Instructions to follow:
Print the entries verbatim, leaving out the images they contain.

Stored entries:
§

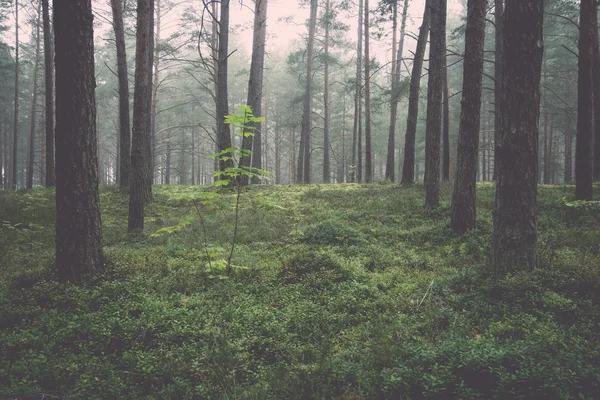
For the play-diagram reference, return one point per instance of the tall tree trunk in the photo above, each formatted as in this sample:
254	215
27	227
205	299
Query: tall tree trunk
437	57
355	169
390	166
408	169
142	119
596	67
584	152
31	160
78	227
446	128
124	120
255	88
326	99
514	238
223	131
16	109
306	113
368	139
463	217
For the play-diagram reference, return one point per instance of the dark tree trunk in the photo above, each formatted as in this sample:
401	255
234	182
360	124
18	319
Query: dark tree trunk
223	131
514	239
437	57
391	150
584	152
326	100
124	121
16	109
306	113
408	169
355	169
255	87
31	159
142	108
446	129
368	144
463	199
498	75
78	226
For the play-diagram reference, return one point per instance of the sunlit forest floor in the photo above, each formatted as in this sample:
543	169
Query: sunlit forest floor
337	291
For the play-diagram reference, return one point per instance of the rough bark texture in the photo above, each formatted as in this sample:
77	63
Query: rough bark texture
78	226
357	99
255	86
584	151
463	198
124	120
368	144
408	168
16	102
223	131
31	159
437	63
306	113
142	104
514	238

§

Output below:
For the play-diagram reference, return one point per instance of the tall tree trunk in the photo above, each formatted as in this sample:
254	215
27	227
205	299
Query: tall tree trunk
437	57
355	169
390	166
408	169
142	119
596	67
584	152
31	160
78	227
446	128
124	120
255	88
326	99
514	238
223	131
16	109
306	113
368	139
463	217
For the play-diagram reference, return one point per instance of the dark tree trunk in the photo above, each formatted as in this sample:
401	255
234	182
360	124
18	319
Query: dark tree trunk
223	131
514	239
437	57
391	150
584	152
326	100
124	121
16	109
306	113
408	169
355	169
255	87
31	159
142	108
446	129
368	144
463	199
498	75
78	226
For the play-diagram reference, return one point per instance of the sunlit forest floor in the photo above, each formatted as in this sample:
543	169
Query: sunlit forest floor
337	291
For the play-diagram reference, return one point per instance of the rough bark texture in the photo above, each formatted as in this sample:
77	63
Query: rough bark texture
78	226
357	99
255	86
584	151
463	198
124	120
368	144
408	168
16	102
223	131
31	159
437	63
306	113
142	104
514	238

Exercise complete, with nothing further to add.